» **TEXTE**
==================================================
En 1996, Pixar se faisait essentiellement connaître grâce à son premier long métrage entièrement réalisé en images de synthèse. Un petit pas pour l'homme, un grand pas pour le cinéma. Aujourd'hui, le studio n'a plus rien à prouver et ne vit plus dans l'ombre de Disney. Sa popularité atteint à présent des sommets bien supérieurs à ceux laissés en friche depuis plusieurs années par la "Maison aux oreilles de Mickey". Pixar, par l'intermédiaire du Monde de Nemo, s'enorgueillit du premier film d'animation au box-office, en plus de se placer au plus près du cœur de ses spectateurs. Les génies de la 3D possèdent un public large, leurs films sont accessibles à tous, non seulement par leur capacité à toucher "l'enfant en chacun de nous", mais également en cultivant un univers truffé de références qui ne sont pas forcément destinées aux plus jeunes.


BOUILLON DE CULTURE

Dès Toy Story, les auteurs citent des films éloignés du répertoire destiné aux enfants, tel que L'Exorciste, à travers un plan calqué sur le film de Friedkin, où la jeune Regan (ici Woody, malmené) tourne la tête à 180 degrés. On repèrera également assez facilement tous les clins d'oeil à Star Trek (un salut vulcain) ou bien Les Aventuriers de l'Arche perdue (Buzz poursuivi par une énorme boule) mais, petit à petit, de film en film, Lasseter et sa bande vont faire appel à une culture moins évidente, notamment pour les moins de douze ans. Ainsi, entre une parodie de L'Empire contre-attaque ("Je suis ton père") et le thème de 2001, l'odyssée de l'espace, on captera la présence de références plus subtiles comme une Barbie mimant la danse d'Ann-Margret dans L'Amour en quatrième vitesse ou encore les onze commandes sur l'arme de Zorg, comme sur l'ampli de Nigel Tufnel dans Spinal Tap. En ce qui concerne 1001 Pattes, c'est tout le film qui possède une intrigue inspirée des Sept Samouraïs (ou des Sept Mercenaires). Dans Monstres & Cie, toute la dernière moitié du classique de Chuck Jones, le cartoon Feed the Kitty (où un gros bulldog, épris d'un mignon petit chaton, s'évertue à garder la présence du félin secrète), est copiée, scène par scène, lorsque Sulli croit que Bouh est dans le compacteur d'ordures, jusque dans les mimiques du personnage. On apercevra aussi un restaurant baptisé Harryhausen, d'après le célèbre Ray Harryhausen, spécialiste des monstres dans des films comme Jason et les Argonautes, ou encore It Came from Beneath the Sea, pour lequel Harryhausen avait été contraint de créer une pieuvre à seulement six tentacules pour des raisons budgétaires, pieuvre identique à celle qui cuisine au restaurant cité plus haut. Pour Les Indestructibles, on pense évidemment à James Bond et à nombre de comics (en particulier Watchmen et Les Quatre Fantastiques). Tant de références fines, comme le nom du requin dans Le Monde de Nemo (Bruce, le même surnom donné par Spielberg à son requin mécanique durant le tournage des Dents de la mer), qui sont les témoins d'une connaissance encyclopédique de la part des créateurs.
==================================================
[Extraits d'un jeu de données de segmentation]
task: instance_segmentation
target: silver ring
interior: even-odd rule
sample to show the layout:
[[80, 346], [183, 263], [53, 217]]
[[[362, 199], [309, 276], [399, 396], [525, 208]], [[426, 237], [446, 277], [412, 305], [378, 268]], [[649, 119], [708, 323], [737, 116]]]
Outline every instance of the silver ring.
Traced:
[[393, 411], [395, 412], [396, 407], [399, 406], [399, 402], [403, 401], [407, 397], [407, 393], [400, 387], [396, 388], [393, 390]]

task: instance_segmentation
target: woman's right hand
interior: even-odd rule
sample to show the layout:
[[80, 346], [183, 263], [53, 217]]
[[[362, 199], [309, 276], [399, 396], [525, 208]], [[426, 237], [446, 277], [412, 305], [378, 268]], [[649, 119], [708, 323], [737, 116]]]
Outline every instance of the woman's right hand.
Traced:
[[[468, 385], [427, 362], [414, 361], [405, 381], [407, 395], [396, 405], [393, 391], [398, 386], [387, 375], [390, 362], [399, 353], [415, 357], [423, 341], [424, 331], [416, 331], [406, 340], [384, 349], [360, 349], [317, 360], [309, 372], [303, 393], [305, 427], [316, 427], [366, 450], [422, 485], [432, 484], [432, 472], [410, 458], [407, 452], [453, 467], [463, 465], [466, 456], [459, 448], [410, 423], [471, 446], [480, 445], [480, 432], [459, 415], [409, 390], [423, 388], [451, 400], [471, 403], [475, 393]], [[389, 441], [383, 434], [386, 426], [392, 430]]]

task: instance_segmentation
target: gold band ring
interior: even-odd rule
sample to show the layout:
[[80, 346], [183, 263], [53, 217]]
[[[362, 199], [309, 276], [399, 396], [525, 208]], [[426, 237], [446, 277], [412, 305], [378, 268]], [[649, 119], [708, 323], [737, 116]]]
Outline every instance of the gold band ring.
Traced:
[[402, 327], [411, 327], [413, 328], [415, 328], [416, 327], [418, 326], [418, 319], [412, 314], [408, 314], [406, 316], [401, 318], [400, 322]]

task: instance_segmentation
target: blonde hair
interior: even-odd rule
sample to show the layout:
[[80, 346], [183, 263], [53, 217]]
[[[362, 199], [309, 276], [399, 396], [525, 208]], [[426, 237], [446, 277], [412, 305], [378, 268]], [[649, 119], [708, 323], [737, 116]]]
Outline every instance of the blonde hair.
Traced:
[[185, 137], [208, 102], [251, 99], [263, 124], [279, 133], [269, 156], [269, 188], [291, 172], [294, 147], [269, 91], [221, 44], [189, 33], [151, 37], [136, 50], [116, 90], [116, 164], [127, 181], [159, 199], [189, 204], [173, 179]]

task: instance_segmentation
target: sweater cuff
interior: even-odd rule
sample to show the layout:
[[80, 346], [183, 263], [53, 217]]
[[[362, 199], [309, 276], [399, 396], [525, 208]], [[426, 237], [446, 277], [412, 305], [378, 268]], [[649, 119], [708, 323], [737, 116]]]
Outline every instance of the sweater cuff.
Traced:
==================================================
» **LE PROBLÈME**
Écrivez la suite du texte sur les références culturelles dans les films Pixar, en commençant juste après sa dernière phrase. Ces données n'ont aucun rôle à jouer ici.

» **RÉPONSE ATTENDUE**
MIROIR, MON BEAU MIROIR

Parents d'un monde à présent composé de six films, les animateurs n'hésitent pas non plus à glisser par-ci par-là des auto-références, et ceci dès leur première œuvre cinématographique. Ainsi, dans Toy Story, outre une étagère où chaque livre porte le nom d'un court métrage Pixar, on croisera le ballon orné d'une étoile avec lequel s'amusait la petite lampe de Luxo Jr., elle-même présente dans le film, ou encore le monocycle du Rêve de Red. Jessie, la cow-girl de Toy Story 2, se retrouve dans la chambre de Bouh à la fin de Monstres & Cie, ainsi que Nemo, déjà là en avant-première. Heimlich, la chenille de 1001 Pattes, rampe sur une branche écartée par Buzz dans Toy Story 2, et se retrouve dans le bêtisier du film avec la fourmi Tilt, répondant à la présence de Woody dans le leur. Dans Le Monde de Nemo, Buzz l'Eclair, Bob Razowski, le mobile à poissons de Bouh ou un comic book Les Indestructibles et une voiture de Cars (prévu pour novembre 2005) se cachent un peu partout. Quant au dernier opus, on peut apercevoir Nemo sur le bavoir du bébé de la famille Indestructible. On ne compte plus les camions Pizza Planet qui peuplent ce microcosme. Car il s'agit bien là d'un univers propre à ces films, et parfaitement cohérent. Plus encore qu'un simple plaisir ludique pour les infographistes et les fans (on est loin du crâne d'un Alien dans Predator 2 ou du gant de Freddy qui vient chercher Jason dans Jason va en enfer), on assiste à la mise en place d'un nouveau Royaume Magique. Disney est détrôné. Les ballons, lampes et autres jouets, ainsi que les insectes, ne sont pas des voyageurs récalcitrants, passant de film en film, mais peuvent très bien être considérés comme des objets-êtres à part entière, et pas nécessairement comme le même objet, toujours présent. Après tout, ce modèle de ballon, de lampe ou de jouet a été fabriqué en milliers d'exemplaires, et peut donc se trouver partout de par le globe, que ce soit chez Bouh ou en Australie.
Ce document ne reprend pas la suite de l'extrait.